Chaotic, as it turns out. The Bible was translated into local
languages; was this an educational boon or the work of the devil?
Erotic novels appeared, prompting the same set of questions. Copies of
Aristotle and Galen circulated widely, but direct encounter with the
relevant texts revealed that the two sources clashed, tarnishing faith
in the Ancients. As novelty spread, old institutions seemed exhausted
while new ones seemed untrustworthy; as a result, people almost
literally didn’t know what to think. If you can’t trust Aristotle, who
can you trust?

During the wrenching transition to print, experiments were only
revealed in retrospect to be turning points. Aldus Manutius, the
Venetian printer and publisher, invented the smaller octavo volume
along with italic type. What seemed like a minor change — take a book
and shrink it — was in retrospect a key innovation in the
democratization of the printed word. As books became cheaper, more
portable, and therefore more desirable, they expanded the market for
all publishers, heightening the value of literacy still further.

That is what real revolutions are like. The old stuff gets broken
faster than the new stuff is put in its place. The importance of any
given experiment isn’t apparent at the moment it appears; big changes
stall, small changes spread. Even the revolutionaries can’t predict
what will happen. Agreements on all sides that core institutions must
be protected are rendered meaningless by the very people doing the
agreeing. (Luther and the Church both insisted, for years, that
whatever else happened, no one was talking about a schism.) Ancient
social bargains, once disrupted, can neither be mended nor quickly
replaced, since any such bargain takes decades to solidify.

PROVIDED MATERIAL:
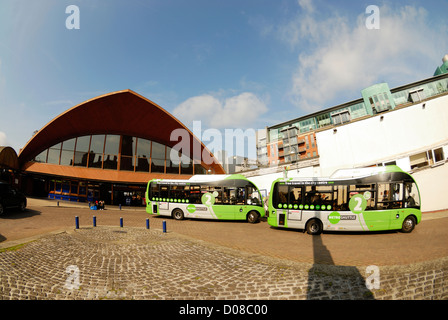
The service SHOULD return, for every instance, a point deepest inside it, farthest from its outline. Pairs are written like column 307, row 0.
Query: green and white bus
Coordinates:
column 365, row 199
column 222, row 197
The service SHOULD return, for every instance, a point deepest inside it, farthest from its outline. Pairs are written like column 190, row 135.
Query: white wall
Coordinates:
column 433, row 186
column 373, row 140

WHAT THE TASK REQUIRES: From the passage on the print revolution, reproduce the text word for word, starting at "Erotic novels appeared, prompting" and ending at "can you trust?". The material has no connection to the passage on the print revolution.

TASK RESULT:
Erotic novels appeared, prompting the same set of questions. Copies of
Aristotle and Galen circulated widely, but direct encounter with the
relevant texts revealed that the two sources clashed, tarnishing faith
in the Ancients. As novelty spread, old institutions seemed exhausted
while new ones seemed untrustworthy; as a result, people almost
literally didn’t know what to think. If you can’t trust Aristotle, who
can you trust?